- [ИСТОЧНИК]

↓↓↓

Этот человек все-таки был путешественник-англичанин, потому что, кажется, современной Швейцарии суждено питаться и процветать на счет путешественников вообще, а англичан в особенности. Если бы кто-нибудь запретил англичанам года на три покидать свой остров, Швейцария не знала бы что делать с собою! Правда, что и англичане были бы не в меньшем затруднении.
И так, в одно прекрасное утро, некий англичанин с другом своим Гобгузом сел у Кларенса в лодку и отправился в Шильон. Как истые англичане, они не преминули отправиться в путь с того самого места, с которого Руссо отправил на свою последнюю прогулку Юлию.
Путешественники пристали к Шильону, и сошли в большое подземелье. В то время, как пьяный и глухой инвалид бормотал им историю Бонивара, которой они не знали, темные мысли и вдохновение сошли в жилище теней и заключенных на гениальную голову одного из путников. Ему вспомнились суровые песни Данта, ему мерещился Уголино с умирающими детьми, и в одну минуту он составил план своего шильойского узника. Перед уходом, поэт (все тоже как истый англичанин) на третьем столбе ясно вырезал свое имя: «Lord Byron.»
Через несколько дней Байрон отправился из Кларанса в Лозанну, но приехав туда, где пристают Лозанские пароходы, он застигнут был ночью и непогодой и должен был остаться ночевать. Там, в гостинице Явора, он окончательно набросал на бумагу строфы, которые более сделали известным имя Шильона, чем годы заключения Вола и Бонивара.
Я отступил от своего правила, рассказав вкратце историю Шильона. Мне кажется, что для всякого, знающего о Шильоне по Байрону или хоть Жуковскому (а кто не знает его!), будут интересны эти сведения. Теперь я вам скажу о Шильоне — каким я увидал его.
Мы взяли лодку, но не последовали примеру Байрона, хотя Кларанс был близко, а отправились просто с пристани. Погода была отличная: не смотря на конец сентября, полуденное солнце грело как летом и красный флаг с гельветическим крестом висел на нашей лодке не колыхаясь. По мере того, как мы приближались к замку, озеро становилось темнее и темнее, и вместо дна, которое часто виднелось на нескольких саженях, под нами стояла темно-синяя бездна: тут глубина страшная; замок стоит на скалистом острове и волны озера бьют прямо в его подножие. С другой стороны маленький крытый деревянный мост (на место подъемного) соединяет его с берегом. Он глядит на озеро сплошною стеною, в которой неправильно разбросано несколько стрельчатых окон верхнего этажа и несколько узеньких отверстий, дающих свет нижнему, где расположены тюрьмы. Извнутри выглядывают четырехугольными крышами две башни: вообще наружность замка не живописна, но суха, мрачна, тяжела, — и как раз соответствовала его безотрадному прежнему назначению.

↑↑↑

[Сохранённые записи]
↓↓↓

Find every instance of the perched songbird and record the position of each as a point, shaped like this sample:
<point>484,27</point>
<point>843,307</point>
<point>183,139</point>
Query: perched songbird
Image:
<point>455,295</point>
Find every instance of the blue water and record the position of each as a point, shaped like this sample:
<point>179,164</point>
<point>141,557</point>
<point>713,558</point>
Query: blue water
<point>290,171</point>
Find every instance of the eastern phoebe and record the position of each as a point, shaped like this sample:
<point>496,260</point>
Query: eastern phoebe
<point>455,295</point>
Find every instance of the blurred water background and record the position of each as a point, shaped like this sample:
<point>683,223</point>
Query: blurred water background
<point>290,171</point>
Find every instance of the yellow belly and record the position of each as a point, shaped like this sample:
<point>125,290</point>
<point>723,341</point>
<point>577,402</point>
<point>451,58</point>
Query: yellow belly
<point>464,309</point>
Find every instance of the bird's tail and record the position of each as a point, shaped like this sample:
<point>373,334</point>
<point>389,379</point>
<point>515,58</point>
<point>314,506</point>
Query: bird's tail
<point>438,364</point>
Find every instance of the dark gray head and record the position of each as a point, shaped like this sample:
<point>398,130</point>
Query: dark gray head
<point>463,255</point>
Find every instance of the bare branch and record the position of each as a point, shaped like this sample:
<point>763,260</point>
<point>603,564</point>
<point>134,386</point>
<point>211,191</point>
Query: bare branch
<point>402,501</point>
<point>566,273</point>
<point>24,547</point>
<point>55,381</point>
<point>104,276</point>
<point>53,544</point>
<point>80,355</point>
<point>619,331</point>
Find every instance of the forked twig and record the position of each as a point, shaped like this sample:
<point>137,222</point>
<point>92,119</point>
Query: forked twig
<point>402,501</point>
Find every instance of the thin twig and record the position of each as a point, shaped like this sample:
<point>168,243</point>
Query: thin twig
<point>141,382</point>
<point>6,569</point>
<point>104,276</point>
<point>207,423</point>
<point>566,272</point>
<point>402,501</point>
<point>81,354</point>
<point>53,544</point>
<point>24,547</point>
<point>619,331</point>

↑↑↑

- [ЗАДАЧА] Объясните, почему автор текста о Шильоне отступил от своего правила и вкратце изложил историю замка. Ответ должен занимать от одного до трех предложений. Опирайтесь исключительно на текст о Шильоне.

- [ОТВЕТ НА ЗАДАНИЕ] Автор полагает, что эти сведения будут интересны всякому, кто знает о Шильоне по Байрону или хотя бы по Жуковскому. Таких читателей, по его замечанию, очень много: «а кто не знает его!»